=== Challenge 1 ===
List every personal name that appears in the Hubona lawsuit excerpt below.
=== Challenge 2 ===
In the Hubona lawsuit excerpt below, who received the Statutory Notice that Maswabi delivered instead of Hubona?
=== Challenge 3 ===
Carry on the Hubona lawsuit excerpt below from its last sentence.

Thapelo stated that a public officer cannot be sued when executing his/her official duties, but it is the Attorney General who should be cited.

“The Hubona Affidavit, was deposed by 1st Respondent, quite clearly, in the course of his duties, and in the name of Government of Botswana. There are no defamatory words, therefore, uttered by him in his personal capacity. He is sued entirely on account of actions taken in the name of the Government of Botswana. Therefore, nothing in the provisions relied upon by the Appellant in her Heads of Argument supports the bringing of suits against public officials in their personal capacity for actions taken in their official capacity. The suit against the Attorney General would have sufficed, quite clearly”.

He added that Maswabi did not deliver the Statutory Notice to Hubona, but instead gave it to a certain Mazhani at DCEC offices and addressed to certain people.

“There was further, nothing that emerged from the pleadings to show that the person to whom the notice was delivered was asked, or admonished, to ensure that the 1st Respondent received a copy of the Notice. This therefore means Hubona was not informed about the litigation to prepare himself”.

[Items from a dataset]

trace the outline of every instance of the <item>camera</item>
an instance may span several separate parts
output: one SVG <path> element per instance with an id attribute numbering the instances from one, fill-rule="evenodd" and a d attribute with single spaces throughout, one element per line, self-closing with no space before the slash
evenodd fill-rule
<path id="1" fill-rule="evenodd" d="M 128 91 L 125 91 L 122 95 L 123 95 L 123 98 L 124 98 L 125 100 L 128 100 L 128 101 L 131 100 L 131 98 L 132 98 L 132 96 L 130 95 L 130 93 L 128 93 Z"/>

=== Written answer 1 ===
Thapelo, Hubona, Maswabi, Mazhani

=== Written answer 2 ===
A certain Mazhani at DCEC offices.

=== Written answer 3 ===
Thapelo said the proceedings against DPP, DCEC, DIS, and Botswana Police were a nullity since the entities never uttered the words complained of that resulted in the defamation suit.

Maswabi also argued that her constitutional rights to reputation and dignity have been violated by Hubona’s utterances, but Thapelo said she was raising new issues that were never raised at the High Court and therefore should be dismissed.

He said an apology can be suggested where a personal relationship existed between the litigants, but not in the matter in question.

Advocate Budlender appealed to the court not to dismiss the matter on technicalities but should scrutinize the actions of the Respondents and whether they were lawful. Judgment will be handed down on February 17th.